## What the exercise asks
Below are entries; write every one of them out again exactly.
━━ Supplied data ━━
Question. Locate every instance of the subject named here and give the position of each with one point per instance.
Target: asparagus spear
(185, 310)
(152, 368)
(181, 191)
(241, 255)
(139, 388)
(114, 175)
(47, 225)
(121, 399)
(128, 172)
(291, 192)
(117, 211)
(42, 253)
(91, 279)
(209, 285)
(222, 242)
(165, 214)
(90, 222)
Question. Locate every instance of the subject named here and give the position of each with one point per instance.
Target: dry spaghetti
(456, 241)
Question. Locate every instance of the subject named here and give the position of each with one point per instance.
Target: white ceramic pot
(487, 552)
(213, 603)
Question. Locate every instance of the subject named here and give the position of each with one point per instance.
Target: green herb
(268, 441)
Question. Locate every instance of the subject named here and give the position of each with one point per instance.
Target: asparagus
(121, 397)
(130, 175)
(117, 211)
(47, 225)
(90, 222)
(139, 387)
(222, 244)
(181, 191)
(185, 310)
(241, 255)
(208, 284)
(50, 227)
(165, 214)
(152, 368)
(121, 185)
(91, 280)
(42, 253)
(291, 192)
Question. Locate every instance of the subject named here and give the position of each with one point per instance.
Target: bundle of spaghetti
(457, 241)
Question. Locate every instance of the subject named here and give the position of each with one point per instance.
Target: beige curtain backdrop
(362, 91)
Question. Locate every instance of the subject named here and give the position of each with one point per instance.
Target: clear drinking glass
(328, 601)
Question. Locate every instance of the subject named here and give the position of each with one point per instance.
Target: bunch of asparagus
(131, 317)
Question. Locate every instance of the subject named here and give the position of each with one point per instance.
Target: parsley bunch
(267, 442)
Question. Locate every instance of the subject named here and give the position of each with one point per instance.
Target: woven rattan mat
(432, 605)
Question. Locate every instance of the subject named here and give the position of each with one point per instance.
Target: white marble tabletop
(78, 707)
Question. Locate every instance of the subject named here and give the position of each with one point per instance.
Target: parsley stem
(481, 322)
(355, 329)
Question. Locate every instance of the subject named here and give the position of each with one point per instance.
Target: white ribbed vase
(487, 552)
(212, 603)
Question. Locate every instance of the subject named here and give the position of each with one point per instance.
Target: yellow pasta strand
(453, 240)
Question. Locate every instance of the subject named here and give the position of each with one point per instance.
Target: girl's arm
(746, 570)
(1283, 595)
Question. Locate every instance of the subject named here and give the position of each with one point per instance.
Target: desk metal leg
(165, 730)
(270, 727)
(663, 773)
━━━
## Worked solution
Question. Locate every instance of the subject named here and give the position of each with one point per instance.
Target: asparagus spear
(185, 310)
(152, 368)
(181, 191)
(241, 255)
(139, 388)
(114, 175)
(47, 225)
(121, 399)
(128, 172)
(291, 192)
(117, 211)
(42, 253)
(91, 279)
(209, 285)
(222, 242)
(165, 214)
(90, 222)
Question. Locate every instance of the subject named here and give the position of each with one point per instance.
Target: dry spaghetti
(456, 241)
Question. Locate every instance of the subject named here and give the position of each with one point per instance.
Target: white ceramic pot
(487, 552)
(213, 603)
Question. Locate every instance of the subject named here and give the position of each with one point per instance.
Target: green herb
(268, 441)
Question. Locate every instance of the subject named here and give the position of each with one point per instance.
Target: asparagus
(121, 397)
(130, 175)
(117, 211)
(47, 225)
(90, 222)
(139, 387)
(222, 244)
(181, 191)
(185, 310)
(241, 255)
(208, 284)
(50, 227)
(165, 214)
(152, 368)
(121, 185)
(91, 280)
(42, 253)
(291, 192)
Question. Locate every instance of the subject named here and give the position of each with one point per instance.
Target: bundle of spaghetti
(457, 241)
Question. Locate every instance of the subject named here and give the position of each with one point per instance.
Target: beige curtain backdrop
(362, 91)
Question. Locate every instance of the subject named here and give the position of each with one point per instance.
Target: clear drinking glass
(328, 601)
Question. Locate every instance of the subject named here and give the position of each with one point per instance.
Target: bunch of asparagus
(131, 317)
Question. Locate every instance of the subject named here and give the position of each with one point per instance.
Target: parsley bunch
(267, 442)
Question. Locate every instance of the subject named here and give the position of each with one point per instance.
Target: woven rattan mat
(432, 605)
Question. Locate every instance of the subject named here and give the position of each with one point per instance.
Target: white marble tabletop
(78, 707)
Question. Locate every instance of the subject named here and give the position of each with one point per instance.
Target: parsley stem
(481, 322)
(355, 329)
Question. Locate every instance of the subject named here and give the position of each with one point per instance.
Target: white ribbed vase
(487, 552)
(212, 603)
Question. Locate every instance of the subject named here and give the position of each with one point per instance.
Target: yellow pasta strand
(453, 240)
Question. Locate every instance of the subject named here and give the position of each with one point per instance.
Target: girl's arm
(746, 570)
(1283, 595)
Question. Locate every instance of the subject named here and give the position of each with one point per instance.
Target: desk metal leg
(165, 730)
(270, 727)
(663, 773)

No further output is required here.